____ Extrait du texte

De Impétueux, le 18 mars 2014 à 21:15
Note du film : 4/6

Jean Giono reprend en 1958 le beau titre qu'il avait en 1930 donné à un court texte publié par La Nouvelle revue française où il célébrait le rémouleur, le potier, le flotteur de bois, le fontainier (un peu comme l'a fait Alain Cavalier avec ses 24 portraits), mais de la façon très lyrique de sa première manière.

(En 1958, donc, sur une commande reçue d'EDF qui est en train de construire le barrage de Serre-Ponçon destiné à canaliser la folle Durance et à assurer l'approvisionnement en eau de ces terres rudes et sèches (je le sais : j'en suis et ma tombe de famille est à Château-Arnoux !), Giono écrit et dialogue un film qui sera réalisé par François Villiers. Ce qui est amusant, c'est que l'écrivain prend ici à peu près le contre-pied de ce qu'il avait écrit avant guerre, où il appelait, contre le progrès technique, à l'insurrection générale du monde paysan (Le poids du ciel, Lettre aux paysans sur la pauvreté et la paix, Recherche de la pureté). Dans L'eau vive les personnages sont bien un peu embêtés de devoir quitter leurs maisons ancestrales et leurs habitudes, mais ils voient aussi dans la construction du barrage bien des avantages et l'occasion de palper les confortables indemnités versées par le constructeur. Renversement de point de vue qui ira d'ailleurs encore plus loin, puisqu'un roman ébauché de Giono, intitulé Dragoon (le nom d'une marque fictive de bulldozers) prévoyait de montrer ces machines et ces installations non plus seulement comme destructrices de l'ordre naturel, mais bien comme incarnant désormais la féerie (notice du roman dans l'édition de La Pléiade).

Comme dans Crésus, deux ans plus tard, la découverte farfelue d'un conteneur plein d'argent déclenchera passions et égoïsmes d'une petite communauté montagnarde jusqu'alors assez paisible, dans L'eau vive la recherche d'un joli magot mis de côté par un riche propriétaire exhibera, après sa mort, les jalousies, haines rentrées et avidités brutales d'une famille rapace, autour de la jeune et jolie héritière Hortense (Pascale Audret).

________
____ Items extraits

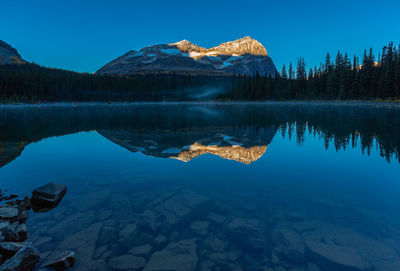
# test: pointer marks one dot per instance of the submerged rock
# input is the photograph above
(126, 263)
(25, 259)
(61, 261)
(15, 232)
(177, 256)
(8, 249)
(141, 250)
(333, 257)
(47, 197)
(290, 244)
(8, 213)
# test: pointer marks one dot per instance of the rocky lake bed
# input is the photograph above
(176, 227)
(181, 187)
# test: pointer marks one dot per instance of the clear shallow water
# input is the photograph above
(211, 187)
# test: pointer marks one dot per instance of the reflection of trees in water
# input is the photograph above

________

**Travail à faire**. Reproduisez fidèlement le passage de la critique sur L'eau vive qui commence par « Jean Giono reprend » et se poursuit jusqu'à « sa première manière. ». Les items proviennent d'une autre source que le texte.

**Réponse attendue**.
Jean Giono reprend en 1958 le beau titre qu'il avait en 1930 donné à un court texte publié par La Nouvelle revue française où il célébrait le rémouleur, le potier, le flotteur de bois, le fontainier (un peu comme l'a fait Alain Cavalier avec ses 24 portraits), mais de la façon très lyrique de sa première manière.